#### TEXT SEGMENT
+ + +
U.S. Nonprovisional Patent Application Number 13/677,248 entitled “System and Method to Customize a Connection Interface for Multimodal Connection to a Telephone Number” was filed November 14, 2012.

In the future, additional patents may be filed with respect to internally developed or acquired technologies. Our industry is highly competitive and many individuals and companies have sought to patent processes in the industry. We may decide not to protect certain intellectual properties or business methods which may later turn out to be significant to us. In addition, the patent process takes several years and involves considerable expense. Further, patent applications and patent positions in our industry are highly uncertain and involve complex legal and factual questions due in part to the number of competing technologies. As a result, we may not be able to successfully prosecute these patents, in whole or in part, or any additional patent filings that we may make in the future. We also depend on our trademarks, trade names and domain names. We may not be able to adequately protect our technology and data resources. In addition, intellectual property laws vary from country to country, and it may be more difficult to protect our intellectual property in some foreign jurisdictions in which we may plan to enter. If we fail to obtain and maintain patent or other intellectual property protection for our technology, our competitors could market competing products and services utilizing our technology.

Despite our efforts to protect our proprietary rights, unauthorized parties domestically and internationally may attempt to copy or otherwise obtain and use our services, technology and other intellectual property. We cannot be certain that the steps we have taken will prevent any misappropriation or confusion among consumers and advertisers. If we are unable to protect our intellectual property rights from unauthorized use, our competitive position could be adversely affected.

We may be involved in lawsuits to protect or enforce our patents, which could be expensive and time consuming.

We may initiate patent litigation against third parties to protect or enforce our patent rights, and we may be sued by others seeking to invalidate our patents or prevent the issuance of future patents. We may also become subject to interference proceedings conducted in the patent and trademark offices of various countries to determine the priority of inventions. The defense and prosecution, if necessary, of intellectual property suits, interference proceedings and related legal and administrative proceedings is costly and may divert our technical and management personnel from their normal responsibilities. We may not prevail in any of these suits. An adverse determination of any litigation or defense proceedings could put our patents at risk of being invalidated or interpreted narrowly and could put our patent applications at risk of not being issued.
+ + +
#### RECORDS SUPPLIED
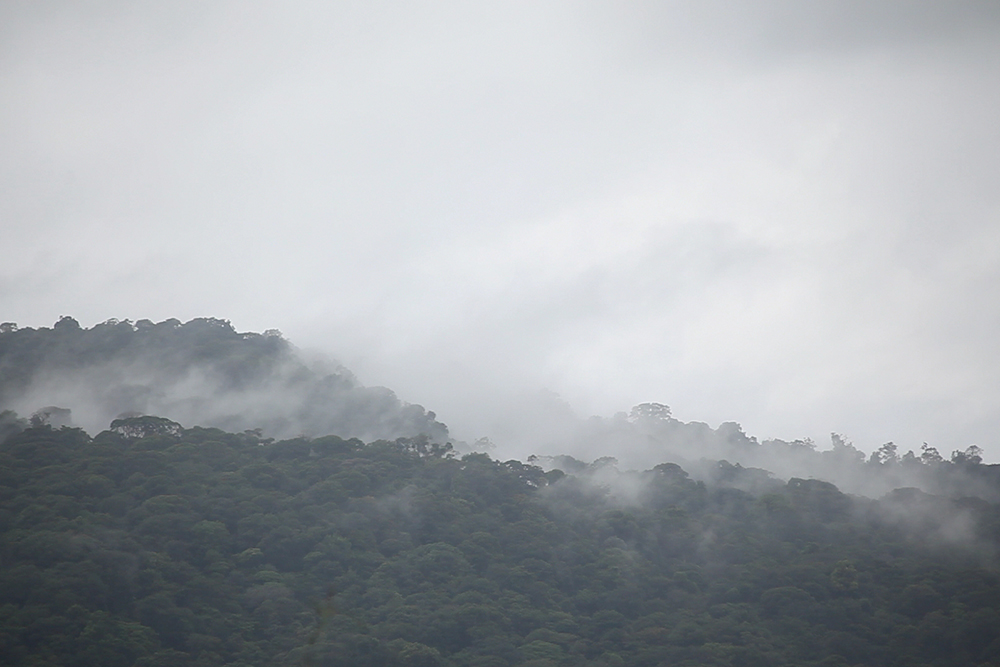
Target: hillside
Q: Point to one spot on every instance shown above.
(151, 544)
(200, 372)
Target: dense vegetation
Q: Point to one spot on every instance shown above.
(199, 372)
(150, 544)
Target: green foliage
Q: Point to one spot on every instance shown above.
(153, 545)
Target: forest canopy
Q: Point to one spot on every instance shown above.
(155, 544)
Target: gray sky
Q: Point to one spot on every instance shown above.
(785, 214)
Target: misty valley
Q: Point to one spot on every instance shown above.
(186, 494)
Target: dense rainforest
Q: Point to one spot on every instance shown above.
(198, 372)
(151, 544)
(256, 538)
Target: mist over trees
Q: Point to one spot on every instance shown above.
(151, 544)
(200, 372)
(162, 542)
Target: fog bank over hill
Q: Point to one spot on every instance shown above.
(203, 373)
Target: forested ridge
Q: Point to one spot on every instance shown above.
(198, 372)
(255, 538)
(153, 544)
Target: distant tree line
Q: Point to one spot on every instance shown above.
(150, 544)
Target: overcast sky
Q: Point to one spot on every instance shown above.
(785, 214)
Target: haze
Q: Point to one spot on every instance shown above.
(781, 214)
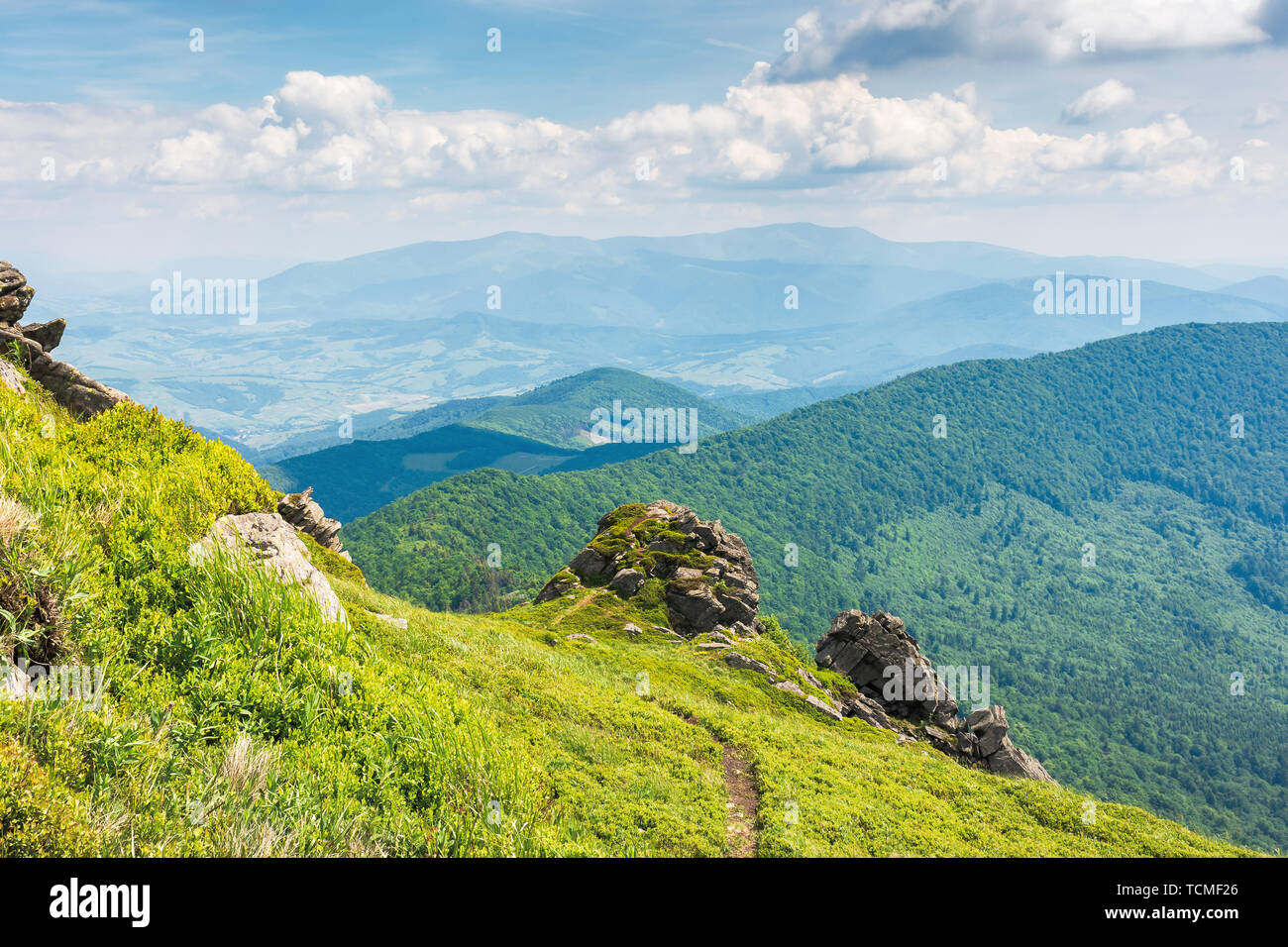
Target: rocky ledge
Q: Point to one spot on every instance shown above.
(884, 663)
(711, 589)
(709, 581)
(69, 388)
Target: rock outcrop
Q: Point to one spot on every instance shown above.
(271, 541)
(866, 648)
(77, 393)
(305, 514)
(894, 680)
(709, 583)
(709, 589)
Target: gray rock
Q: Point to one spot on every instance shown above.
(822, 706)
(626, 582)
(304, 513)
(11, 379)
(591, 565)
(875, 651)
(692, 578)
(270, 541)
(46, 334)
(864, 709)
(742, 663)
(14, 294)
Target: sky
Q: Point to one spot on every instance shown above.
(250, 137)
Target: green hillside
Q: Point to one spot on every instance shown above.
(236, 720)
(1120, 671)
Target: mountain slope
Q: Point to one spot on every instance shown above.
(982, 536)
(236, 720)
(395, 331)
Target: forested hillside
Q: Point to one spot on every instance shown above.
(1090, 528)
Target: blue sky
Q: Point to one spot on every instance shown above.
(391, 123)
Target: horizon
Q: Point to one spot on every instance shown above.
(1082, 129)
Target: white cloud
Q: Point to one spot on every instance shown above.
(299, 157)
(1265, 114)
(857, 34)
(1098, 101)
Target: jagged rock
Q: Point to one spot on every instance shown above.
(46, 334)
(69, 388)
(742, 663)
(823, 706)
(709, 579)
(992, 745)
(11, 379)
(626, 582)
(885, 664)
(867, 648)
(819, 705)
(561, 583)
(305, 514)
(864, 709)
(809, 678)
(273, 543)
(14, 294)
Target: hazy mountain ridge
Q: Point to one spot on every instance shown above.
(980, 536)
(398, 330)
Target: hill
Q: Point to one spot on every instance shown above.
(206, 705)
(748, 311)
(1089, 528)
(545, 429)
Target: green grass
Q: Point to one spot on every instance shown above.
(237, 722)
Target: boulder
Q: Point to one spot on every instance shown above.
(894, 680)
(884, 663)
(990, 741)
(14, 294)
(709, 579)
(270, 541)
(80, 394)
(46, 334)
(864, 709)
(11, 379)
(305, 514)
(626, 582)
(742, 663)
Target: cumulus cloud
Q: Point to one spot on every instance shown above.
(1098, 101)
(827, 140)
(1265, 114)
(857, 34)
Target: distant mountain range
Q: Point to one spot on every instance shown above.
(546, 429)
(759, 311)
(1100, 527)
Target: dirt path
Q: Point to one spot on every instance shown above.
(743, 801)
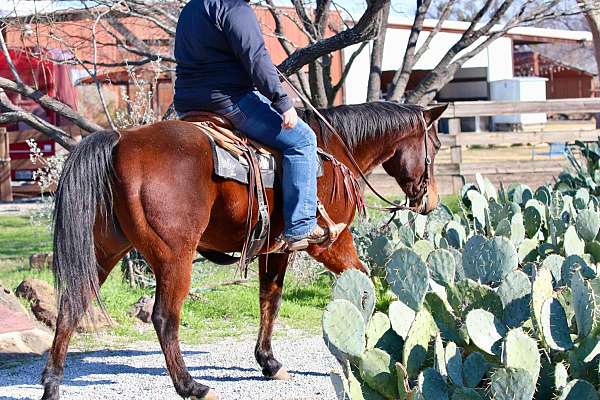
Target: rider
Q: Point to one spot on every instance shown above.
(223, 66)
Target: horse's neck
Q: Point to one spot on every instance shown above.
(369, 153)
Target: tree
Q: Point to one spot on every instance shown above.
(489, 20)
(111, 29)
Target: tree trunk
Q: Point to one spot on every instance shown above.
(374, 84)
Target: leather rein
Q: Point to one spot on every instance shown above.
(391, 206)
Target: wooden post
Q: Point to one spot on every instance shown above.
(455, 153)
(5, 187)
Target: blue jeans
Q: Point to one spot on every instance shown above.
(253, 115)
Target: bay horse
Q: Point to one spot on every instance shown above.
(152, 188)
+ + +
#### AIM OF THE TASK
Resume the text on patent and intellectual property risks, starting after its final sentence. The records have no connection to the text.

#### REPLY TO THE EXERCISE
Furthermore, because of the substantial amount of discovery required in connection with intellectual property litigation, there is a risk that some of our confidential information could be compromised by disclosure during this type of litigation. In addition, during the course of this kind of litigation, there could be public announcements of the results of hearings, motions or other interim proceedings or developments in the litigation. If securities analysts or investors perceive these results to be negative, it could have an adverse effect on the trading price of our Class B common stock.

Our quarterly results of operations might fluctuate due to seasonality, which could adversely affect our growth rate and in turn the market price of our securities.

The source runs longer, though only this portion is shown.